▶ _TASK STATEMENT_: Output every entry exactly as written.
::: LISTING
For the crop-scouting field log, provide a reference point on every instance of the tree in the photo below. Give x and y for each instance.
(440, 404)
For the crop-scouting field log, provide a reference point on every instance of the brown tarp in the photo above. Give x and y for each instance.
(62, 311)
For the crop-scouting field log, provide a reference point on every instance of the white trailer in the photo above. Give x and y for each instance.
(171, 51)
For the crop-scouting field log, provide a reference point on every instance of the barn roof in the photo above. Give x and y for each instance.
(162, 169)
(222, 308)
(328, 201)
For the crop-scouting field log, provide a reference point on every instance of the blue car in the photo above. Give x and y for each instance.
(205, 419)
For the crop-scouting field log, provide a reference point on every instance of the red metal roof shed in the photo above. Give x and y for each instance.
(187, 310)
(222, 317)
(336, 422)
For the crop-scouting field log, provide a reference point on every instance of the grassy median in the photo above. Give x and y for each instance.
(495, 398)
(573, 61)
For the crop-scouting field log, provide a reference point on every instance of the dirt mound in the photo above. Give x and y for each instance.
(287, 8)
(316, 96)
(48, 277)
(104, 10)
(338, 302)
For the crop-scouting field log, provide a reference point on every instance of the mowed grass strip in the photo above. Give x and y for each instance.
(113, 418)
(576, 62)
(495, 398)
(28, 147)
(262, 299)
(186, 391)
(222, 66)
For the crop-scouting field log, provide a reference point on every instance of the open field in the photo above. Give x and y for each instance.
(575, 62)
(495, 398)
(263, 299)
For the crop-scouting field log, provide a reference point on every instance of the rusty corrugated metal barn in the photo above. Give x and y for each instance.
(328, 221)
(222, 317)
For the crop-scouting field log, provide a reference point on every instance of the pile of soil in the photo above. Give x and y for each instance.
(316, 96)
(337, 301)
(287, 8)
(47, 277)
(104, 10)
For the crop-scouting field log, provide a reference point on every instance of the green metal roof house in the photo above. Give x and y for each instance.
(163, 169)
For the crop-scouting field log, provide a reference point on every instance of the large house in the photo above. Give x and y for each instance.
::::::
▶ _TASK ANSWER_:
For the crop-scouting field log, provide a reference point on every instance of the tree in the photo below. Give x and y for each instance.
(440, 404)
For the crop-scouting field log, provide a reference point on every instance of the brown tarp in the photo above. Give x and y for each instance.
(62, 311)
For the crop-scouting field log, provide a reference point on every instance of the white trailer in the photo above. Give x and y for each instance.
(171, 51)
For the crop-scouting field log, provide a reference point on every instance of the barn roof in the photo above. Give x and y for each instance.
(162, 169)
(222, 308)
(328, 201)
For the crop-scouting field log, provide a reference point on every instance of the blue car in the photo above. Give x and y for each instance.
(205, 419)
For the crop-scouting field log, provide a reference point on every instance of the red metal roof shed in the photo above. Give x and y for each instance.
(187, 310)
(222, 317)
(336, 422)
For the crop-scouting field log, provide a reference point on every instance of the grassy median in the photo above. Give x and y for each instance.
(495, 398)
(573, 61)
For the crop-scouting field log, provide a reference point on every instance of the dirt mound in the photo above. Give x and y for each instance.
(287, 8)
(316, 96)
(48, 277)
(104, 10)
(338, 302)
For the crop-scouting field log, provide a reference point on every instance of the mowed grass strip in the photo above. Give x and y for each instance.
(113, 418)
(576, 62)
(495, 398)
(28, 147)
(262, 299)
(186, 391)
(222, 66)
For the crop-scouting field log, provide a reference point on every instance of the open field in the photo above. Give x and y for each instance.
(575, 62)
(495, 398)
(263, 299)
For the crop-scouting field log, provide a reference point on every instance of the rusty corrugated metal barn in the photo above. Give x and y for each instance.
(328, 221)
(222, 317)
For the crop-scouting field log, provide a reference point on every instance of the pile of soil in the photo above. Give x and y for each instance.
(316, 96)
(337, 301)
(287, 8)
(47, 277)
(104, 10)
For the crop-scouting field log, provide a reference point on every instance of the green metal roof house in the photo above. Give x and y for each instance.
(163, 169)
For the crop-scouting field log, provide a reference point on every instance of the large house in the photo above. Give x and y for each instance.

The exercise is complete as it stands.